(Coordinate annotation data)
Start
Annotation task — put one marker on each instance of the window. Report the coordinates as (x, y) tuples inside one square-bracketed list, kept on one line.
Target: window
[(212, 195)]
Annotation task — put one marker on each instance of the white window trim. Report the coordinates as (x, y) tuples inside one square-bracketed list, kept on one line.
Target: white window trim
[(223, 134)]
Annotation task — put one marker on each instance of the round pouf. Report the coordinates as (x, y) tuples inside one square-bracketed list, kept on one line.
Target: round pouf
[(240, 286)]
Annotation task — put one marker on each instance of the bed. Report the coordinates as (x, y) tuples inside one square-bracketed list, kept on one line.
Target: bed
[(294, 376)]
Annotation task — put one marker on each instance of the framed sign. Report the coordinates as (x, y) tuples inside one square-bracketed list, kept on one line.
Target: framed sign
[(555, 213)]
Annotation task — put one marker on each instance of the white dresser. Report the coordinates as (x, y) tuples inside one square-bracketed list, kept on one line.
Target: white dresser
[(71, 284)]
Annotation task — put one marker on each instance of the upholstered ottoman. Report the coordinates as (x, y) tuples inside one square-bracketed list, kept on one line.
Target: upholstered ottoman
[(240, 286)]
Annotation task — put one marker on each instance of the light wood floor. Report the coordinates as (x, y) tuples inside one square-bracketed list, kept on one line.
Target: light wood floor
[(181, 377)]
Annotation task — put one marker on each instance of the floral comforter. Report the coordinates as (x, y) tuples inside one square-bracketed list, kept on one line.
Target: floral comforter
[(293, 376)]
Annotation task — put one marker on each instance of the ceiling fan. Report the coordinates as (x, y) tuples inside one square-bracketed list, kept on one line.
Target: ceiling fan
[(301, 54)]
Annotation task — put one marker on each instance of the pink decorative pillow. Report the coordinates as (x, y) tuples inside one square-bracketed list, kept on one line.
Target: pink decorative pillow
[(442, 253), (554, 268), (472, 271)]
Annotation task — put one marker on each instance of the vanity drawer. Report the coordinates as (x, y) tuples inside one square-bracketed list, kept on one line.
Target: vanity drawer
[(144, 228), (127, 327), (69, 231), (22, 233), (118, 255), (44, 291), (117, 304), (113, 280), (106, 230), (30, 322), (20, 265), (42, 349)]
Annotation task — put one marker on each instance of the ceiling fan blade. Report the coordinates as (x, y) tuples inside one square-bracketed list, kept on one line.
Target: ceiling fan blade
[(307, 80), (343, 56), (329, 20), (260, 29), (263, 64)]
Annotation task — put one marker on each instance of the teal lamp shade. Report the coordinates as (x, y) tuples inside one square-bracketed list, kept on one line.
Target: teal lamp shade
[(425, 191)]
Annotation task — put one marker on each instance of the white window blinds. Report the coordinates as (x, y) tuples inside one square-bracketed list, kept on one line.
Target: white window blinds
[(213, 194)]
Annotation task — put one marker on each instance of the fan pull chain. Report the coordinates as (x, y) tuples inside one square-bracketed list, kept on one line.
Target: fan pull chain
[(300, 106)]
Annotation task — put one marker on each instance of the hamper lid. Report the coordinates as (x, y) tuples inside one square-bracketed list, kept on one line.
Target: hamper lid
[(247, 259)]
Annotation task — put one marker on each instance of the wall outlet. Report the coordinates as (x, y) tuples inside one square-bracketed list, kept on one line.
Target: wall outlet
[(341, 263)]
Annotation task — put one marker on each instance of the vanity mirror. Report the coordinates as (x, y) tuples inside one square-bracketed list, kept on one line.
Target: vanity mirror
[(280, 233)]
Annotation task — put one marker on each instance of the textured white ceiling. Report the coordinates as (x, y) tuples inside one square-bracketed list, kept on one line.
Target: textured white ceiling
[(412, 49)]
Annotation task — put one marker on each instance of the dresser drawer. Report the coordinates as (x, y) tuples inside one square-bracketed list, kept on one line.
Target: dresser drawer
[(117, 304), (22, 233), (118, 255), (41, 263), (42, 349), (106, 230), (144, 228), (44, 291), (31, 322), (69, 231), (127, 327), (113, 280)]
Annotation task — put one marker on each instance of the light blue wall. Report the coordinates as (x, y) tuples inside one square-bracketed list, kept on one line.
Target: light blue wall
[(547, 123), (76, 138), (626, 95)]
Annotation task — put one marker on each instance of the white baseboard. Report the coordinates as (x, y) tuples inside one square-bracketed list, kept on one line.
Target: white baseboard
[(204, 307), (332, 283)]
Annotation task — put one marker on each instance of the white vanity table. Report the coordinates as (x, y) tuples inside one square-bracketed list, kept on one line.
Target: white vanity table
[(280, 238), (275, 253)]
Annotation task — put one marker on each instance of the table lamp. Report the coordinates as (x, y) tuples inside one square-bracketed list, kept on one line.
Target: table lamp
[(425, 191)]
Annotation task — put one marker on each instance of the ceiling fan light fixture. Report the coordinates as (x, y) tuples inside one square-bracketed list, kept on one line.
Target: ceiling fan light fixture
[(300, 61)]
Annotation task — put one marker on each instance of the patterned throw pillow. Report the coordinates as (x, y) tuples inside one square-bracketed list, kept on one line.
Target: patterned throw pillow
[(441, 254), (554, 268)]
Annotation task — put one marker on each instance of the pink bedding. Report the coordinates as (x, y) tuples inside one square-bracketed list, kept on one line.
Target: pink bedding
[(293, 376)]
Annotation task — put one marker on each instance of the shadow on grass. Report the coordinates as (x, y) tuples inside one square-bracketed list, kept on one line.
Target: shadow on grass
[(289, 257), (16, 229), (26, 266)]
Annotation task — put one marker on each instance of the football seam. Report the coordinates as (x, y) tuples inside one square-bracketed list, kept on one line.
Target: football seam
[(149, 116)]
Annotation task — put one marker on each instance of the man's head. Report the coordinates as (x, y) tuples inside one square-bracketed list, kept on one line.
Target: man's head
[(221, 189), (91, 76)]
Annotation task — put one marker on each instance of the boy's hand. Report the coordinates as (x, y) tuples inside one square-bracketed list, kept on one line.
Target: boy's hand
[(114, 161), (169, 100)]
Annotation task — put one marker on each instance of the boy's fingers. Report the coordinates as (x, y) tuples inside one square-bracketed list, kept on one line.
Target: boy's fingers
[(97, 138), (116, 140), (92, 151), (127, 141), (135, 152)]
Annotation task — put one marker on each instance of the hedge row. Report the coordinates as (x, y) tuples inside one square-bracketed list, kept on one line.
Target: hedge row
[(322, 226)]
End
### [REQUIREMENTS]
Rewrite every line of the data from the line containing "the boy's hand." down to the end, shifting each coordinate in the answers by adding 89 to it and leaving all other lines unchanged.

### [THE COMPLETED TASK]
Annotation task — put one marker on each instance of the boy's hand. Report the coordinates as (x, y) tuples inside one square-bracketed list, kept on one line.
Target: boy's hand
[(203, 250), (258, 189)]
Annotation task — put one marker on each instance of the boy's fingers. Report the coordinates as (x, y) tuples inside one square-bracketed list, kept on one line.
Target: boy's fingers
[(186, 227), (205, 229), (181, 240), (216, 230), (224, 241)]
Annotation task — put one marker on each instance of the hedge row. Report the coordinates as (x, y) tuples inside one square-bracketed list, kept on one line.
Target: hedge row
[(411, 315)]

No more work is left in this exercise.